◆ **STORED RECORDS**:
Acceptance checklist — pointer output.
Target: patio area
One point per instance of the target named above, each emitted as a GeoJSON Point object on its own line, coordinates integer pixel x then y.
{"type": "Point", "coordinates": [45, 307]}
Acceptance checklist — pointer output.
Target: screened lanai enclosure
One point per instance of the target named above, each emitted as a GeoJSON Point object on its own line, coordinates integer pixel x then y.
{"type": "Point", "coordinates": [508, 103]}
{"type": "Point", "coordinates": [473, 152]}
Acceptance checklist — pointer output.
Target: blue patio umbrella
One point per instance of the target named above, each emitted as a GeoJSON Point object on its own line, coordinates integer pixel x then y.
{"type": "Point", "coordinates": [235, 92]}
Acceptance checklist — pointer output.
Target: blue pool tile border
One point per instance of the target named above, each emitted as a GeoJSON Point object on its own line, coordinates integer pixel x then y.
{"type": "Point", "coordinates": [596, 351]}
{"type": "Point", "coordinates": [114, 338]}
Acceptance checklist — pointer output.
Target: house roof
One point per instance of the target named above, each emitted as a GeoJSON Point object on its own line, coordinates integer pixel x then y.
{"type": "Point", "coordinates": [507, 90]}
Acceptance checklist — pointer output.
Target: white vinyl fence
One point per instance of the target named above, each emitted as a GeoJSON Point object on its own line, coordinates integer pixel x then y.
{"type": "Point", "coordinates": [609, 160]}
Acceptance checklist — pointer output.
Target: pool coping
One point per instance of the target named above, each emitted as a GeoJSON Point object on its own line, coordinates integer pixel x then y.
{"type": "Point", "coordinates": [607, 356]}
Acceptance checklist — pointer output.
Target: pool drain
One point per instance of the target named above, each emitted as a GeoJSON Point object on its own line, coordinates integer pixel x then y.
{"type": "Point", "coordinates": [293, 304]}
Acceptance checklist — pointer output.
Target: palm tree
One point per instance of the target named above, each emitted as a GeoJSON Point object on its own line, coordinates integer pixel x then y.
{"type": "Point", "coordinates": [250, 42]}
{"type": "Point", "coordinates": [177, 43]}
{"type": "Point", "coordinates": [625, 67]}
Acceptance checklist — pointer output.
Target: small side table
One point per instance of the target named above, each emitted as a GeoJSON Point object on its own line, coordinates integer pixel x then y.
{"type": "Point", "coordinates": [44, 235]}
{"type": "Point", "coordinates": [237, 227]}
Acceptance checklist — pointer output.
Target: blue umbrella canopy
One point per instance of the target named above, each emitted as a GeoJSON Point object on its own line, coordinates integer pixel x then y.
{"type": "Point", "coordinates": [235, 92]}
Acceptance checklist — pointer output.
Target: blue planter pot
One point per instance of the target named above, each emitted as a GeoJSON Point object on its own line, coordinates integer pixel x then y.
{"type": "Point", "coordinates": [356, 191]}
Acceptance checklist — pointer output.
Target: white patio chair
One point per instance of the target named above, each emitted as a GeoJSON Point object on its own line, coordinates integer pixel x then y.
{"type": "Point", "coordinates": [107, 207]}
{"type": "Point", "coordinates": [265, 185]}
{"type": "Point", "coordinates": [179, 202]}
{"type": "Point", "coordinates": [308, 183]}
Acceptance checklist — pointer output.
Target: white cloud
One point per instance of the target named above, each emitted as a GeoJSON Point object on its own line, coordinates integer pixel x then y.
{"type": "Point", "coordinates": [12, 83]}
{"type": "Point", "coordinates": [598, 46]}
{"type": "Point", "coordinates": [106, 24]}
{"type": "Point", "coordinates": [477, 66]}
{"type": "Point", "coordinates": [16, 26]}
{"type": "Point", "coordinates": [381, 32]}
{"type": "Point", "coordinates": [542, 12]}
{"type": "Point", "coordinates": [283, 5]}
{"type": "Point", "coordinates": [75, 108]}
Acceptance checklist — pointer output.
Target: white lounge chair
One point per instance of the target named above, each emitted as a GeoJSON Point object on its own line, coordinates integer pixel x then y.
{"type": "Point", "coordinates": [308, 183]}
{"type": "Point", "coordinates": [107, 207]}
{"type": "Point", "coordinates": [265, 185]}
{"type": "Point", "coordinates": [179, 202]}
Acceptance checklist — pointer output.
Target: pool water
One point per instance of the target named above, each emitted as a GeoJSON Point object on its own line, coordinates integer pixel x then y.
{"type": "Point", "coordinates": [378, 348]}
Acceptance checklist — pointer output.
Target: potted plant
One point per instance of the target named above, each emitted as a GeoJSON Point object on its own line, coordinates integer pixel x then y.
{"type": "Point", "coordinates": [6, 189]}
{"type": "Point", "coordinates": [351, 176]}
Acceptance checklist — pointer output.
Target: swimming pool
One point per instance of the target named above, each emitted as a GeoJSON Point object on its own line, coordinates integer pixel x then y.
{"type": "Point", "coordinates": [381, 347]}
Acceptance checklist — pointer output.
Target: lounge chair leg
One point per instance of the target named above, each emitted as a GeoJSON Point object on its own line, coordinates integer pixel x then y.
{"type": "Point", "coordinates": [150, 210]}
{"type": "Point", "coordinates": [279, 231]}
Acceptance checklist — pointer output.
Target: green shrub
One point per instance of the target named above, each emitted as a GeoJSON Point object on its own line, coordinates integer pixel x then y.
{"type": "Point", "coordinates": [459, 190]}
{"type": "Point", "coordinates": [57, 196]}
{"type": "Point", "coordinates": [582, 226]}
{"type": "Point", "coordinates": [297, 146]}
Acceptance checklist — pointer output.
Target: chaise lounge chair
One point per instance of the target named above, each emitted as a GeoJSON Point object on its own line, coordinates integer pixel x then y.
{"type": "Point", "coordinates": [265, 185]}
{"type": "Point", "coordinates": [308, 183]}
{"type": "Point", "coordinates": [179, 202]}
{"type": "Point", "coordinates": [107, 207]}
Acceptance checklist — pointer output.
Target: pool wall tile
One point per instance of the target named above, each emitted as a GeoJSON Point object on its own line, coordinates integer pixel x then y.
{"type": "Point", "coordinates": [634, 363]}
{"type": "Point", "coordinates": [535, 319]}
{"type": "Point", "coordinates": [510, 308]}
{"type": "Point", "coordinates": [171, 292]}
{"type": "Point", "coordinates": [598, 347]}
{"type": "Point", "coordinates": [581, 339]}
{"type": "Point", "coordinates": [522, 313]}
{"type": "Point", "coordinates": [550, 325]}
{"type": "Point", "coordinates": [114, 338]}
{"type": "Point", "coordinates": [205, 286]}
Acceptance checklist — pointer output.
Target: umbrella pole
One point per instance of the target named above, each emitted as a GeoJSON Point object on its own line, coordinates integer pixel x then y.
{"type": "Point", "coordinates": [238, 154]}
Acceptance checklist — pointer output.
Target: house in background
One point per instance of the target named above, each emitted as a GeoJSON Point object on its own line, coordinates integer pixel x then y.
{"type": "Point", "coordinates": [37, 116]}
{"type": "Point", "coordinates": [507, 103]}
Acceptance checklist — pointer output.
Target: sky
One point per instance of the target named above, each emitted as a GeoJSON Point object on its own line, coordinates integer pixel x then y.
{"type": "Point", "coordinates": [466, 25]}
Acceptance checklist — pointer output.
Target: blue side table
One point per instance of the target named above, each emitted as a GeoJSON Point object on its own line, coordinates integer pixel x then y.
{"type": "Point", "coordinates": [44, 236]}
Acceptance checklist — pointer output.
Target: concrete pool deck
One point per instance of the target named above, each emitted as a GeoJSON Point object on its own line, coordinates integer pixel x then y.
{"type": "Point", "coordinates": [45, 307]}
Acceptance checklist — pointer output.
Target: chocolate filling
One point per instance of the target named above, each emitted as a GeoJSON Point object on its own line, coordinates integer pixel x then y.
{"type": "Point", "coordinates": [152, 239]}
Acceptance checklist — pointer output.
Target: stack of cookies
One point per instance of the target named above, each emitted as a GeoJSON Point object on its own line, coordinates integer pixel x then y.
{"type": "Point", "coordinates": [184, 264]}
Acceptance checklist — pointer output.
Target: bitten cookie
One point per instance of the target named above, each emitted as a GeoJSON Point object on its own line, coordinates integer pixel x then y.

◆ **THE TASK**: Filter the rows above down to every line containing the word "table", and copy each of those lines out.

◆ **SOLUTION TO THIS EXERCISE**:
Target: small side table
Target: blue side table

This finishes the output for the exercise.